DATASET ENTRIES:
** BEGIN **
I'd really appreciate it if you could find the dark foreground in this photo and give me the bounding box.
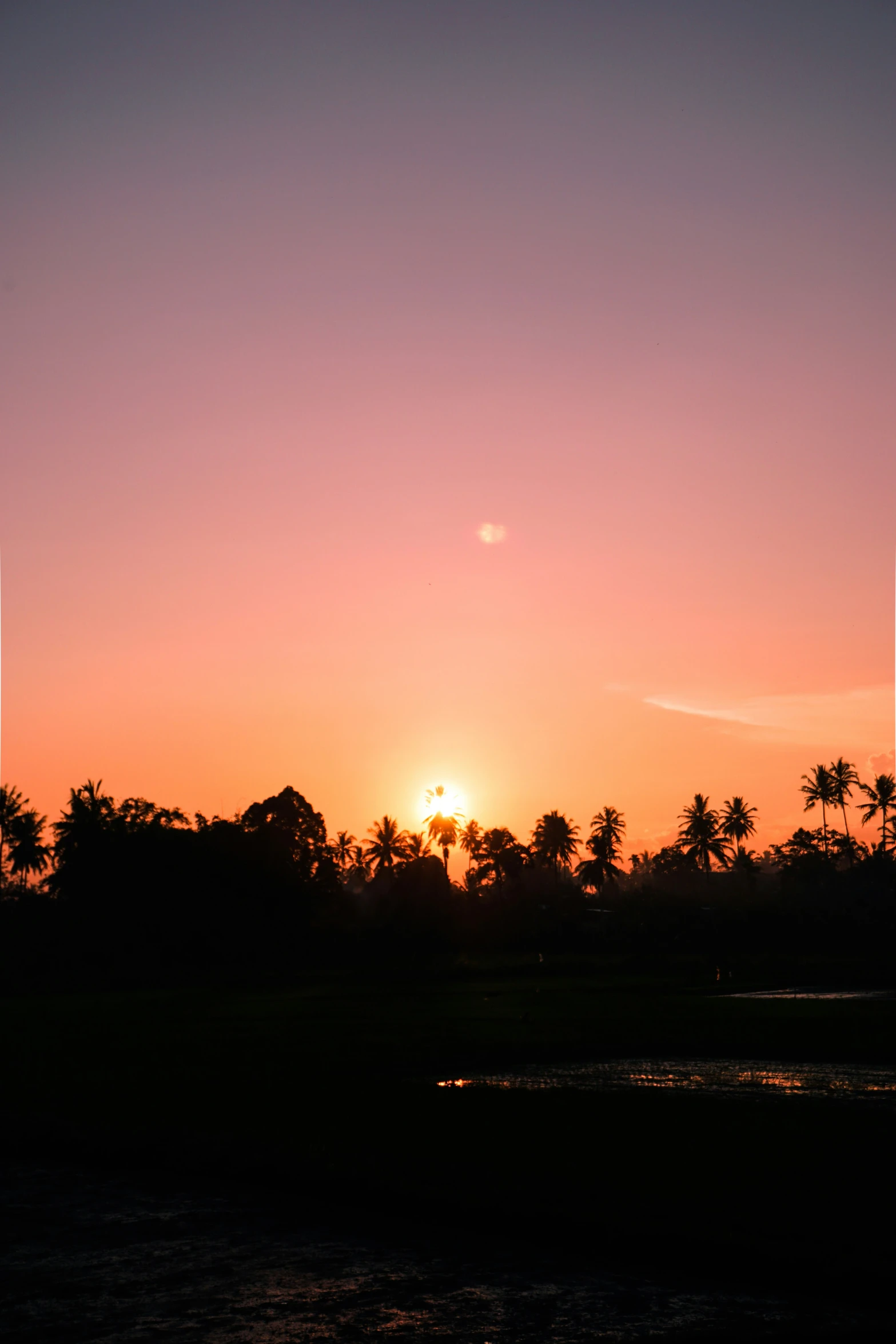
** END **
** BEGIN **
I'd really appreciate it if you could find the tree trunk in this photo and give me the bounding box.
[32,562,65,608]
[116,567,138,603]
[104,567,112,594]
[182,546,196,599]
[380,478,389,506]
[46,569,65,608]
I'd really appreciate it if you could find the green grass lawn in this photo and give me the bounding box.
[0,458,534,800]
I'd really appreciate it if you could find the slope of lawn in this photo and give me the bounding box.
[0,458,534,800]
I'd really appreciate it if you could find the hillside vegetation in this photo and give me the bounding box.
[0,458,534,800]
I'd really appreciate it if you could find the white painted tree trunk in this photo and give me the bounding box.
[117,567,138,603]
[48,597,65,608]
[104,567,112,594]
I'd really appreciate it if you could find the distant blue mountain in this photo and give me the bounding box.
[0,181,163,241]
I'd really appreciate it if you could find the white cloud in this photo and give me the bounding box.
** END **
INSTRUCTIONS TO FOLLOW:
Report every line in the rows above that contains the string "lawn", copying each such line in full. Matching is case-sensitive.

FINISHED EXERCISE:
I'd really appreciate it if you could find the green grass lawn in this photo and give me the bounding box.
I'd really appreciate it if you could find the slope of lawn in this photo and give me the bounding box.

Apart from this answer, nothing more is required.